Exercise —
Return the data below exactly, but only from the line containing "x=101 y=462" through the line containing "x=401 y=140", with both of those lines included.

****

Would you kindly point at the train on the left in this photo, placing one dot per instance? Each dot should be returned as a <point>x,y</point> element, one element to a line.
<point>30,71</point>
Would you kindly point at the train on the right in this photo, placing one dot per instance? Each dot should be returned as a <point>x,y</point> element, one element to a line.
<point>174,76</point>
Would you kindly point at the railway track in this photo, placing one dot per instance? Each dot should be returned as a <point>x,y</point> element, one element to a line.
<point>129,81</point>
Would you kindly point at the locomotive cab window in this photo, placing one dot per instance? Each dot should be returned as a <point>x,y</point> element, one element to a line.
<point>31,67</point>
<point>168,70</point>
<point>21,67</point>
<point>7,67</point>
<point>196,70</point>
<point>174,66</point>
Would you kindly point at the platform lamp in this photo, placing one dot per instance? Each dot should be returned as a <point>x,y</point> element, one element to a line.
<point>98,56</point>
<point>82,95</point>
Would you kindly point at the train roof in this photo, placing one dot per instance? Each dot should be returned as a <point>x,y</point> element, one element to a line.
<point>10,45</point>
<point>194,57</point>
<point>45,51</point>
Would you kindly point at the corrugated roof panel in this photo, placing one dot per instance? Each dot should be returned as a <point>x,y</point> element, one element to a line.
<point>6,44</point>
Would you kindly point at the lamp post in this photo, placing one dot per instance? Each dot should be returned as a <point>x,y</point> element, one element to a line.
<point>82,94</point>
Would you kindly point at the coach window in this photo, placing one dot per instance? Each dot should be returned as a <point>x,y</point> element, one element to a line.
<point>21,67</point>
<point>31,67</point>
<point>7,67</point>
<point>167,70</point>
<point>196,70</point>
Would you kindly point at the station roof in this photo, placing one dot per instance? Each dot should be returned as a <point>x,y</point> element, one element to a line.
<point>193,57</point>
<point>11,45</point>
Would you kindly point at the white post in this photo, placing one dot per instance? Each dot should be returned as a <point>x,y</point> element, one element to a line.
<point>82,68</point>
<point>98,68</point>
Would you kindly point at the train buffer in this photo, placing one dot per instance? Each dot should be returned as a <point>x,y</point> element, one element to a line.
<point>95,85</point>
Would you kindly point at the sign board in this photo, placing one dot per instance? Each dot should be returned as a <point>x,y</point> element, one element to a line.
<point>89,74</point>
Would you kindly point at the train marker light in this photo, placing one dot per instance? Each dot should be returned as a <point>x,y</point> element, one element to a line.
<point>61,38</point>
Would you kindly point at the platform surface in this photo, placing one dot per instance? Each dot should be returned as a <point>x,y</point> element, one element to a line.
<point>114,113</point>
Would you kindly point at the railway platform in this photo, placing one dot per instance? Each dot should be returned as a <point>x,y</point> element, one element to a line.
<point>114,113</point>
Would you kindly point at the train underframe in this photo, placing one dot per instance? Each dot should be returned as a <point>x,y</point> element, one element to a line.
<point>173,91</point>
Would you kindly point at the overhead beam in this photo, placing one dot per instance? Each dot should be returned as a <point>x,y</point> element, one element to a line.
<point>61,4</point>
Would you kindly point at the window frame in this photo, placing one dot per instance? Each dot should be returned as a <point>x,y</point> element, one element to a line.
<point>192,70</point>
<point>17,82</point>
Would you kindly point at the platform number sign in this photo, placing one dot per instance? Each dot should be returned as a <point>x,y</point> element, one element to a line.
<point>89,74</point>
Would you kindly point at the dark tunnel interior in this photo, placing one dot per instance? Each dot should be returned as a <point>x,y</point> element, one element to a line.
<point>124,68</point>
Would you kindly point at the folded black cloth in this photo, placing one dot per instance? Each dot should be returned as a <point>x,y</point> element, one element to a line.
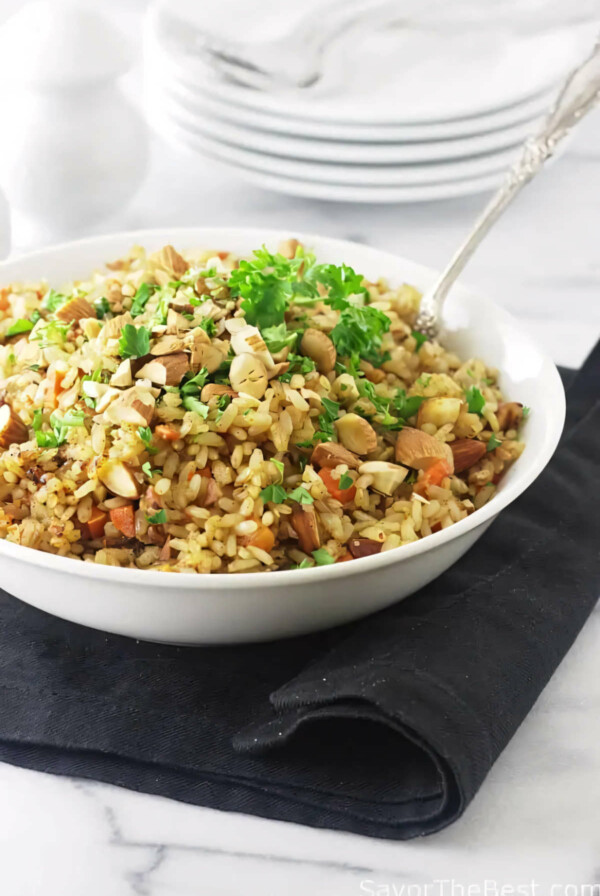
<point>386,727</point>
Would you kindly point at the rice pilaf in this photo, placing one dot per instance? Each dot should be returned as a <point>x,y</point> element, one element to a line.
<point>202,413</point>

****

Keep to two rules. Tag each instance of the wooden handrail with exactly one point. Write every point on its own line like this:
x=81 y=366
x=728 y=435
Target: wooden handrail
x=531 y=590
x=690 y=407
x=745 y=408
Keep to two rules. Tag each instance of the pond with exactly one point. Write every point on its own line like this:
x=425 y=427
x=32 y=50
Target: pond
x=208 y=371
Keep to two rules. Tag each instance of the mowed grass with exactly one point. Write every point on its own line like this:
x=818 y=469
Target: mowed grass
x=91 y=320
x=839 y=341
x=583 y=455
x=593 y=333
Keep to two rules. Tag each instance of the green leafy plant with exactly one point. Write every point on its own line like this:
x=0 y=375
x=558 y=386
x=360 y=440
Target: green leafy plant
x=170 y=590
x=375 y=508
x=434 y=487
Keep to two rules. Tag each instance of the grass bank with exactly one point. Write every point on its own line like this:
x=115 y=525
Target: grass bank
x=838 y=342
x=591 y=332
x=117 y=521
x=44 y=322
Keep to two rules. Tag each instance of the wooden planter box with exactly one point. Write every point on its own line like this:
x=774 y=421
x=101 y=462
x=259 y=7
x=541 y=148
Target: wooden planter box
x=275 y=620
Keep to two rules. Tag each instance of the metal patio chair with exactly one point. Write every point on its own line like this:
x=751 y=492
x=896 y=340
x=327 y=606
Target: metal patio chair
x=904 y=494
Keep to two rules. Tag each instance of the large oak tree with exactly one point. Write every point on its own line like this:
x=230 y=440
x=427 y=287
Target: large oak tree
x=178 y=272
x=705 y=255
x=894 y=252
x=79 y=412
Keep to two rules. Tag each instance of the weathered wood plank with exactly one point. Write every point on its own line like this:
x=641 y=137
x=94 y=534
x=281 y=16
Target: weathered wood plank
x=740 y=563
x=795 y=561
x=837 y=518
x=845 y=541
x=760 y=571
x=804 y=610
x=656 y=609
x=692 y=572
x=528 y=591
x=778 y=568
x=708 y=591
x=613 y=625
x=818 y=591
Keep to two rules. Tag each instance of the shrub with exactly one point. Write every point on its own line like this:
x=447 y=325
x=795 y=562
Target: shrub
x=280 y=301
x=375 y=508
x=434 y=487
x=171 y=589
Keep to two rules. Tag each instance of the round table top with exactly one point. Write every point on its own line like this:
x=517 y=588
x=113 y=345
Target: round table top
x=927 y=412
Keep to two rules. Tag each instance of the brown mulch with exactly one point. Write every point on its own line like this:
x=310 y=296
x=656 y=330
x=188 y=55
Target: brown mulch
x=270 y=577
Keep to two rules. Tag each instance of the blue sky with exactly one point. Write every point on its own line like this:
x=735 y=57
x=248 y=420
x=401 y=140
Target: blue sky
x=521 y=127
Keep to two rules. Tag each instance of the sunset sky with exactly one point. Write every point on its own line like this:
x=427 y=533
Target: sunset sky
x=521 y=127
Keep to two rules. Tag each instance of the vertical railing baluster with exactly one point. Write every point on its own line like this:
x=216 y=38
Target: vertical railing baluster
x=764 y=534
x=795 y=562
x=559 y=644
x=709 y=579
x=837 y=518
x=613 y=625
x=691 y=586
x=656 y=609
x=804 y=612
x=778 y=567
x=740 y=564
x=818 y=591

****

Written answer —
x=101 y=462
x=259 y=7
x=541 y=148
Target: wooden planter box
x=275 y=620
Keep to two rules. Tag each instance of the metal patio chair with exactly one point. Write every point on its own line like this:
x=751 y=492
x=896 y=340
x=327 y=606
Target: metal patio chair
x=904 y=494
Keep to two rules. Tag each instance of the large oak tree with exactly one point. Write every point on its own line like this:
x=230 y=440
x=427 y=287
Target: large oak tree
x=178 y=272
x=705 y=255
x=894 y=252
x=79 y=412
Keep to two rules. Tag each instance of the weathered wood plank with exactly one point. Write every point on its own line like this:
x=641 y=137
x=94 y=534
x=281 y=16
Target: weathered wood plank
x=740 y=563
x=795 y=561
x=837 y=518
x=845 y=541
x=760 y=571
x=804 y=610
x=656 y=609
x=692 y=572
x=528 y=591
x=778 y=568
x=708 y=591
x=613 y=625
x=818 y=591
Keep to two rules. Tag each instance of the shrub with exactly one point. Write every point on its own line like this:
x=447 y=325
x=795 y=562
Target: shrub
x=280 y=301
x=375 y=508
x=434 y=487
x=171 y=589
Keep to two rules. Tag each instance of the round table top with exactly one point. Write every point on its own line like this:
x=517 y=588
x=113 y=345
Target: round table top
x=927 y=412
Keep to two rules. Tag each instance of the brown mulch with exactly one point. Write every point on its own line like this:
x=310 y=296
x=656 y=330
x=188 y=55
Target: brown mulch
x=270 y=577
Keep to two rules. Tag each instance of the blue sky with exactly one point. Write every point on its own line like this:
x=735 y=57
x=248 y=420
x=401 y=140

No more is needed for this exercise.